_WHAT THE EXERCISE ASKS_
List each line in the listing below that contains the string "wing", copying every such line in full.
-------------------------
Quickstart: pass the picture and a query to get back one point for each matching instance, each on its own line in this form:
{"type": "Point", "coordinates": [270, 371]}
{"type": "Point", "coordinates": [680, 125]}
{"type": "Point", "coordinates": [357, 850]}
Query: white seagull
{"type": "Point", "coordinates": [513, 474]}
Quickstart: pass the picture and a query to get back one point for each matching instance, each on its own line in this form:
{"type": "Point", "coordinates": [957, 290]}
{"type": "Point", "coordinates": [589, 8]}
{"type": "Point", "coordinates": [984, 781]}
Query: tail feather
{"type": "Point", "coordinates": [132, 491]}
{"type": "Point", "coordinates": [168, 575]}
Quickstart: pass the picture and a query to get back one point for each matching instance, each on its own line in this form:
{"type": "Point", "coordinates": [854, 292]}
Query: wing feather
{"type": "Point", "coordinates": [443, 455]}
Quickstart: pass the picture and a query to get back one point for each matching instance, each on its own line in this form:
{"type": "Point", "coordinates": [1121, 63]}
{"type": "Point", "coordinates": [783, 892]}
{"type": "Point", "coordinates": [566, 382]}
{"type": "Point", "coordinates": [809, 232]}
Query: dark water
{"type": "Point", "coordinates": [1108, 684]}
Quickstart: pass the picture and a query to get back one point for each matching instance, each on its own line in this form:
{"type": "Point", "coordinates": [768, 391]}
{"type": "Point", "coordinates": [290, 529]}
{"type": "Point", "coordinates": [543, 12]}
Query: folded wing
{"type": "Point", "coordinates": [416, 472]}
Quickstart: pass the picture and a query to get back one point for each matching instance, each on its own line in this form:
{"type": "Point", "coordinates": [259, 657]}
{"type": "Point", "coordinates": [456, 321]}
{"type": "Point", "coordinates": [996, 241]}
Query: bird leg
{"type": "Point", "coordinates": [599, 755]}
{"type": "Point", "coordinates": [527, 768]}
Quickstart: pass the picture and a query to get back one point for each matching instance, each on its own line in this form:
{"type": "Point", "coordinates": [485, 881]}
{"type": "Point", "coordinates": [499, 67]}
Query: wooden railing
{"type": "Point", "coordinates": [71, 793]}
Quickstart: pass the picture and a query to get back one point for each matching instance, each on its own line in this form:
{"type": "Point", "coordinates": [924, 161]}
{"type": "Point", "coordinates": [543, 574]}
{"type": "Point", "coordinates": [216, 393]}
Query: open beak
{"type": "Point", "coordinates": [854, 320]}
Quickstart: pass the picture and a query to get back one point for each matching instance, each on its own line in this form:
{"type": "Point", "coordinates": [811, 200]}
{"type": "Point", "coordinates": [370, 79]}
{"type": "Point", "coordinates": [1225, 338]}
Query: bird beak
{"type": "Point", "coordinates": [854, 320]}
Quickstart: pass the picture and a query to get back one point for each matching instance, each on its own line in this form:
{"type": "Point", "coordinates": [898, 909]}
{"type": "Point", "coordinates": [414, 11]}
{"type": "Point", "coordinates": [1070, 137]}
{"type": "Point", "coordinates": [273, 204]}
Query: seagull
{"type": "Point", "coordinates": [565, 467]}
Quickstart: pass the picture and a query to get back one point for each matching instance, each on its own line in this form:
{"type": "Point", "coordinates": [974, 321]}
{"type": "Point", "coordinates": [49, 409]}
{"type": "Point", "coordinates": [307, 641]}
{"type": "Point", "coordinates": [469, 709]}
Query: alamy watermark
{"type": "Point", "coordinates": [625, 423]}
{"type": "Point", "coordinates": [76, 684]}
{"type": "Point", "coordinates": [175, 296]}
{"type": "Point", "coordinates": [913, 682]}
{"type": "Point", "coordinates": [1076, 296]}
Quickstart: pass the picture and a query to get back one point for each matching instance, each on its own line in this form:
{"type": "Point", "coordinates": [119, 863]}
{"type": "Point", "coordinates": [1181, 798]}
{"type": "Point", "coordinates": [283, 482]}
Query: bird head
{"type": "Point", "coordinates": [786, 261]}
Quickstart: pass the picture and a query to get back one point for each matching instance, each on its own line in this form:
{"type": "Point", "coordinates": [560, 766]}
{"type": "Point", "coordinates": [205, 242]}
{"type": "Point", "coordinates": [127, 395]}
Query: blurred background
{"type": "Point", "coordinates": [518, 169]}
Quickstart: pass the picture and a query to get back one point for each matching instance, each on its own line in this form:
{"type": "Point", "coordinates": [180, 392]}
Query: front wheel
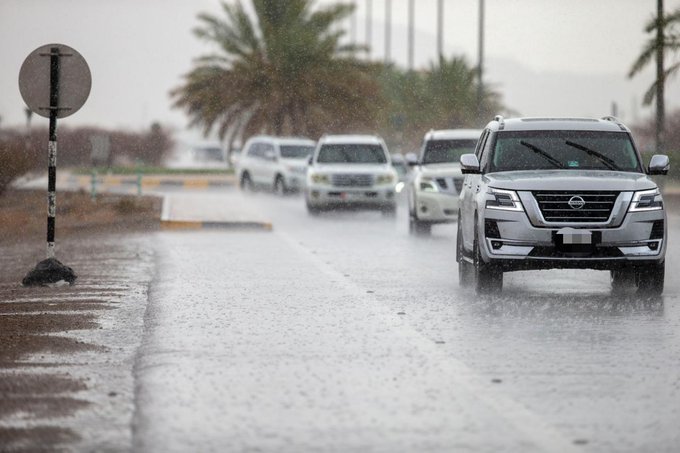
{"type": "Point", "coordinates": [488, 278]}
{"type": "Point", "coordinates": [418, 227]}
{"type": "Point", "coordinates": [280, 186]}
{"type": "Point", "coordinates": [466, 271]}
{"type": "Point", "coordinates": [246, 182]}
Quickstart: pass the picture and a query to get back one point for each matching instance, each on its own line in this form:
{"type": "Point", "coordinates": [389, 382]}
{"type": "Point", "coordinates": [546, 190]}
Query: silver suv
{"type": "Point", "coordinates": [545, 193]}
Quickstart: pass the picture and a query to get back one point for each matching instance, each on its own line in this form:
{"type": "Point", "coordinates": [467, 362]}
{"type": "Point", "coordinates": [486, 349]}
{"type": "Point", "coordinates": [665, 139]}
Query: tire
{"type": "Point", "coordinates": [246, 183]}
{"type": "Point", "coordinates": [488, 278]}
{"type": "Point", "coordinates": [280, 186]}
{"type": "Point", "coordinates": [466, 271]}
{"type": "Point", "coordinates": [650, 279]}
{"type": "Point", "coordinates": [389, 210]}
{"type": "Point", "coordinates": [312, 210]}
{"type": "Point", "coordinates": [418, 227]}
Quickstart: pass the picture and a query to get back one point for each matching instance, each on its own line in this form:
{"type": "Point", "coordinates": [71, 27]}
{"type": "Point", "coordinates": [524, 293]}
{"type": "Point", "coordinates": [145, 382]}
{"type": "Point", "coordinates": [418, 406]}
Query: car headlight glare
{"type": "Point", "coordinates": [646, 200]}
{"type": "Point", "coordinates": [385, 179]}
{"type": "Point", "coordinates": [506, 200]}
{"type": "Point", "coordinates": [320, 178]}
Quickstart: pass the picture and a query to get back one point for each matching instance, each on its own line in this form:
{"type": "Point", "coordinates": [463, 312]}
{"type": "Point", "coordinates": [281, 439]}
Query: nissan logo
{"type": "Point", "coordinates": [576, 202]}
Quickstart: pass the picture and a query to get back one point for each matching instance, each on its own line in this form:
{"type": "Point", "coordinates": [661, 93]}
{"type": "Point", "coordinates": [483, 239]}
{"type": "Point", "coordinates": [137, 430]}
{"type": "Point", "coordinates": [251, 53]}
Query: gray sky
{"type": "Point", "coordinates": [547, 57]}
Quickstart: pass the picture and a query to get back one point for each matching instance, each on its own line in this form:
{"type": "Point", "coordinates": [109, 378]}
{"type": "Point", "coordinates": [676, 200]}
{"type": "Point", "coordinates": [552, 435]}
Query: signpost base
{"type": "Point", "coordinates": [49, 271]}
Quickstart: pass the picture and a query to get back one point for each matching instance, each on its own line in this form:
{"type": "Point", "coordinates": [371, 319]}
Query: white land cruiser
{"type": "Point", "coordinates": [350, 171]}
{"type": "Point", "coordinates": [437, 180]}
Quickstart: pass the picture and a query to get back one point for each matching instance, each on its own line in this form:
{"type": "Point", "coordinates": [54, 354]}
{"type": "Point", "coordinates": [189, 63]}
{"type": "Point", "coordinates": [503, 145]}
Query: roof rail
{"type": "Point", "coordinates": [500, 120]}
{"type": "Point", "coordinates": [616, 121]}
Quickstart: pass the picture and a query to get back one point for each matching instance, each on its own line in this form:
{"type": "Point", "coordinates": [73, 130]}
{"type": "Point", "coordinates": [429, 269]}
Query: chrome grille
{"type": "Point", "coordinates": [555, 207]}
{"type": "Point", "coordinates": [352, 180]}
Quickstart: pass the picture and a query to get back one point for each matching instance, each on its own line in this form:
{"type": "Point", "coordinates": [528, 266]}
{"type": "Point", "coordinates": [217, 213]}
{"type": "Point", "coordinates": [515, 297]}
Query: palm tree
{"type": "Point", "coordinates": [286, 72]}
{"type": "Point", "coordinates": [667, 38]}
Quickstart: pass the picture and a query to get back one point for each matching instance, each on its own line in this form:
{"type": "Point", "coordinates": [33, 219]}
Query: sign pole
{"type": "Point", "coordinates": [54, 81]}
{"type": "Point", "coordinates": [52, 150]}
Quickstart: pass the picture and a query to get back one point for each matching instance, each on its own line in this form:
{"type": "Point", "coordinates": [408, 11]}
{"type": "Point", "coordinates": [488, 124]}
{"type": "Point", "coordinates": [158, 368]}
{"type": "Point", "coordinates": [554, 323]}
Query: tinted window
{"type": "Point", "coordinates": [447, 151]}
{"type": "Point", "coordinates": [570, 150]}
{"type": "Point", "coordinates": [296, 151]}
{"type": "Point", "coordinates": [352, 154]}
{"type": "Point", "coordinates": [253, 150]}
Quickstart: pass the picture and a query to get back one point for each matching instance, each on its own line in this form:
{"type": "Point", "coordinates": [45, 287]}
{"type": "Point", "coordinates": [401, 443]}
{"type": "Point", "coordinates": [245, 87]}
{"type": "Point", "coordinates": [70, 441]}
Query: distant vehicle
{"type": "Point", "coordinates": [276, 163]}
{"type": "Point", "coordinates": [233, 157]}
{"type": "Point", "coordinates": [403, 170]}
{"type": "Point", "coordinates": [544, 193]}
{"type": "Point", "coordinates": [351, 171]}
{"type": "Point", "coordinates": [437, 180]}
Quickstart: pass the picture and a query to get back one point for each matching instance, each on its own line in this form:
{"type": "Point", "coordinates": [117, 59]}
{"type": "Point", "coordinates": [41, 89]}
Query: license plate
{"type": "Point", "coordinates": [571, 236]}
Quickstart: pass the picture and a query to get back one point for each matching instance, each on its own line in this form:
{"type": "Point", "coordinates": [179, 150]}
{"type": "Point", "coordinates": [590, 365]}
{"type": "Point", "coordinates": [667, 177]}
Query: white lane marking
{"type": "Point", "coordinates": [542, 434]}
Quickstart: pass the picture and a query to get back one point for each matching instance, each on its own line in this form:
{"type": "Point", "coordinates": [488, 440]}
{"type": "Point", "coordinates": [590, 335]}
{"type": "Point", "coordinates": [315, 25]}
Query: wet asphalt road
{"type": "Point", "coordinates": [343, 333]}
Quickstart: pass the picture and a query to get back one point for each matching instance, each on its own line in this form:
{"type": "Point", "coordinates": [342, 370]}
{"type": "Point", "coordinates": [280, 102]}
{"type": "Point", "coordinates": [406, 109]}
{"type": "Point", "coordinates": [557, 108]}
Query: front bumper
{"type": "Point", "coordinates": [436, 207]}
{"type": "Point", "coordinates": [513, 243]}
{"type": "Point", "coordinates": [375, 196]}
{"type": "Point", "coordinates": [295, 182]}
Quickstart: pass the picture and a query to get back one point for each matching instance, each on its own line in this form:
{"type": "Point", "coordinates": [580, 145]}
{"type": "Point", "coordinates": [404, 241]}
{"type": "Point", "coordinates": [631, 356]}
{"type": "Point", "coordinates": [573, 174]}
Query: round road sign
{"type": "Point", "coordinates": [75, 80]}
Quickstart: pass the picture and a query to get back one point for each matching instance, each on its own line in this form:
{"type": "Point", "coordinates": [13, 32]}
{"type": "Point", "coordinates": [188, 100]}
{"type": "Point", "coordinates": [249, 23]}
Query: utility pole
{"type": "Point", "coordinates": [480, 63]}
{"type": "Point", "coordinates": [660, 78]}
{"type": "Point", "coordinates": [353, 24]}
{"type": "Point", "coordinates": [369, 20]}
{"type": "Point", "coordinates": [388, 31]}
{"type": "Point", "coordinates": [410, 34]}
{"type": "Point", "coordinates": [440, 30]}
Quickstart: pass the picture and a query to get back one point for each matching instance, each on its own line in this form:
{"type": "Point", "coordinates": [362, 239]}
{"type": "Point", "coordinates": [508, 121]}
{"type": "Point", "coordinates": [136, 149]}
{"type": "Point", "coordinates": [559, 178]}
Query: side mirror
{"type": "Point", "coordinates": [659, 165]}
{"type": "Point", "coordinates": [469, 164]}
{"type": "Point", "coordinates": [411, 159]}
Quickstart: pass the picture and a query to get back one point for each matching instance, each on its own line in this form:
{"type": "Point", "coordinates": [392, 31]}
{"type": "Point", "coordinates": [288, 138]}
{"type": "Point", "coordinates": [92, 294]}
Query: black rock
{"type": "Point", "coordinates": [49, 271]}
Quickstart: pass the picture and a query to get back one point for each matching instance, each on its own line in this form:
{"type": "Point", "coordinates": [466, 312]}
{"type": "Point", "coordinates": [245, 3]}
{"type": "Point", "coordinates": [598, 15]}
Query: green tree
{"type": "Point", "coordinates": [283, 72]}
{"type": "Point", "coordinates": [666, 38]}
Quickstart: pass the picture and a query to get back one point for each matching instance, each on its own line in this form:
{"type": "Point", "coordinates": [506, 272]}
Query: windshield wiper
{"type": "Point", "coordinates": [609, 163]}
{"type": "Point", "coordinates": [542, 153]}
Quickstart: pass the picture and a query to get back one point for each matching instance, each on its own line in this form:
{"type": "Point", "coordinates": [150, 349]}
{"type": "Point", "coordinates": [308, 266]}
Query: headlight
{"type": "Point", "coordinates": [646, 200]}
{"type": "Point", "coordinates": [506, 200]}
{"type": "Point", "coordinates": [385, 179]}
{"type": "Point", "coordinates": [320, 178]}
{"type": "Point", "coordinates": [427, 185]}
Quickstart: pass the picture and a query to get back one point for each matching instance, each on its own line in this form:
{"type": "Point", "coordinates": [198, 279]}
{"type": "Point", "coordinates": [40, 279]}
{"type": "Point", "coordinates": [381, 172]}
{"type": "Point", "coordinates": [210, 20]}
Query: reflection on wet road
{"type": "Point", "coordinates": [343, 333]}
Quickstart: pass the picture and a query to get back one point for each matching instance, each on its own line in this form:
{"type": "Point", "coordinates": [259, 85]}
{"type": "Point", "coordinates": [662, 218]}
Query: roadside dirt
{"type": "Point", "coordinates": [59, 368]}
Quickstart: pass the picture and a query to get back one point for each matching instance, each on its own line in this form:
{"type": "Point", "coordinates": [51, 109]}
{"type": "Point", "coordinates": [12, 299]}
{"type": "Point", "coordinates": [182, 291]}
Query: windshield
{"type": "Point", "coordinates": [569, 150]}
{"type": "Point", "coordinates": [296, 151]}
{"type": "Point", "coordinates": [447, 151]}
{"type": "Point", "coordinates": [352, 154]}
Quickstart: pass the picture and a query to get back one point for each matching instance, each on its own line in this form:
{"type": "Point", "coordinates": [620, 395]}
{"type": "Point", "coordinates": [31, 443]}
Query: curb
{"type": "Point", "coordinates": [198, 225]}
{"type": "Point", "coordinates": [173, 224]}
{"type": "Point", "coordinates": [152, 181]}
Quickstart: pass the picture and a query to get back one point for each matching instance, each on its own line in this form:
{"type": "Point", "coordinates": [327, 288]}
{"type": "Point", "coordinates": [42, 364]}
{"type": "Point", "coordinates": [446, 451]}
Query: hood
{"type": "Point", "coordinates": [441, 170]}
{"type": "Point", "coordinates": [569, 180]}
{"type": "Point", "coordinates": [294, 162]}
{"type": "Point", "coordinates": [353, 168]}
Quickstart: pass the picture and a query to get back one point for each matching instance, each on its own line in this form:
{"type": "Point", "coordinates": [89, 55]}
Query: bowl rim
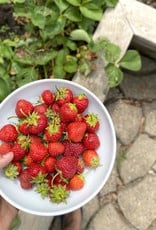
{"type": "Point", "coordinates": [81, 204]}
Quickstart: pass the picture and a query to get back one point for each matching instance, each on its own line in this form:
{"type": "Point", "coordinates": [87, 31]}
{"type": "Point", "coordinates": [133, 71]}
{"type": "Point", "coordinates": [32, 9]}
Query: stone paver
{"type": "Point", "coordinates": [138, 202]}
{"type": "Point", "coordinates": [139, 158]}
{"type": "Point", "coordinates": [128, 199]}
{"type": "Point", "coordinates": [126, 118]}
{"type": "Point", "coordinates": [109, 218]}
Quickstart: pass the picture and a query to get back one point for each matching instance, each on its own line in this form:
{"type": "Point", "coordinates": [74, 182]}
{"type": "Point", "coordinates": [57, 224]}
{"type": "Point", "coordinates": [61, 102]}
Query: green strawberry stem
{"type": "Point", "coordinates": [15, 223]}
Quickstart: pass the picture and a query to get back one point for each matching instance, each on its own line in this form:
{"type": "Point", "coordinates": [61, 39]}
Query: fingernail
{"type": "Point", "coordinates": [7, 155]}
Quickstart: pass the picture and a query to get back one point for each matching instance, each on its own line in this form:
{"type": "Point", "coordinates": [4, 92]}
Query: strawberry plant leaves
{"type": "Point", "coordinates": [38, 16]}
{"type": "Point", "coordinates": [58, 71]}
{"type": "Point", "coordinates": [91, 11]}
{"type": "Point", "coordinates": [62, 5]}
{"type": "Point", "coordinates": [73, 14]}
{"type": "Point", "coordinates": [26, 75]}
{"type": "Point", "coordinates": [43, 58]}
{"type": "Point", "coordinates": [114, 74]}
{"type": "Point", "coordinates": [74, 2]}
{"type": "Point", "coordinates": [80, 35]}
{"type": "Point", "coordinates": [131, 60]}
{"type": "Point", "coordinates": [4, 89]}
{"type": "Point", "coordinates": [70, 65]}
{"type": "Point", "coordinates": [53, 29]}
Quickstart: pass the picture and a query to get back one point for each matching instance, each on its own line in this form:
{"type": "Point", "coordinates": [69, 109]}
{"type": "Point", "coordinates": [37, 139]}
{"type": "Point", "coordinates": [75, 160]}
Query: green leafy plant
{"type": "Point", "coordinates": [57, 42]}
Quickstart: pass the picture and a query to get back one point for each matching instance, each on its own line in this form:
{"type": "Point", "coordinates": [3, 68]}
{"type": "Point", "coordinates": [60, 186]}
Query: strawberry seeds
{"type": "Point", "coordinates": [53, 142]}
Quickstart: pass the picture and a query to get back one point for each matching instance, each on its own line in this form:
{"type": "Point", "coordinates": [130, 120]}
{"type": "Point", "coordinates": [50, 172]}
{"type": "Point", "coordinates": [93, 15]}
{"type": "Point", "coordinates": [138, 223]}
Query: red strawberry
{"type": "Point", "coordinates": [23, 127]}
{"type": "Point", "coordinates": [49, 163]}
{"type": "Point", "coordinates": [19, 152]}
{"type": "Point", "coordinates": [63, 95]}
{"type": "Point", "coordinates": [11, 171]}
{"type": "Point", "coordinates": [23, 108]}
{"type": "Point", "coordinates": [8, 133]}
{"type": "Point", "coordinates": [25, 179]}
{"type": "Point", "coordinates": [67, 166]}
{"type": "Point", "coordinates": [91, 141]}
{"type": "Point", "coordinates": [76, 182]}
{"type": "Point", "coordinates": [41, 108]}
{"type": "Point", "coordinates": [36, 169]}
{"type": "Point", "coordinates": [92, 122]}
{"type": "Point", "coordinates": [59, 193]}
{"type": "Point", "coordinates": [53, 132]}
{"type": "Point", "coordinates": [5, 148]}
{"type": "Point", "coordinates": [58, 180]}
{"type": "Point", "coordinates": [68, 112]}
{"type": "Point", "coordinates": [73, 149]}
{"type": "Point", "coordinates": [81, 101]}
{"type": "Point", "coordinates": [37, 122]}
{"type": "Point", "coordinates": [55, 107]}
{"type": "Point", "coordinates": [19, 166]}
{"type": "Point", "coordinates": [35, 139]}
{"type": "Point", "coordinates": [91, 158]}
{"type": "Point", "coordinates": [27, 160]}
{"type": "Point", "coordinates": [76, 131]}
{"type": "Point", "coordinates": [49, 179]}
{"type": "Point", "coordinates": [37, 151]}
{"type": "Point", "coordinates": [48, 97]}
{"type": "Point", "coordinates": [81, 165]}
{"type": "Point", "coordinates": [55, 148]}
-------------------------
_EXPECTED ANSWER_
Query: wing feather
Query: folded wing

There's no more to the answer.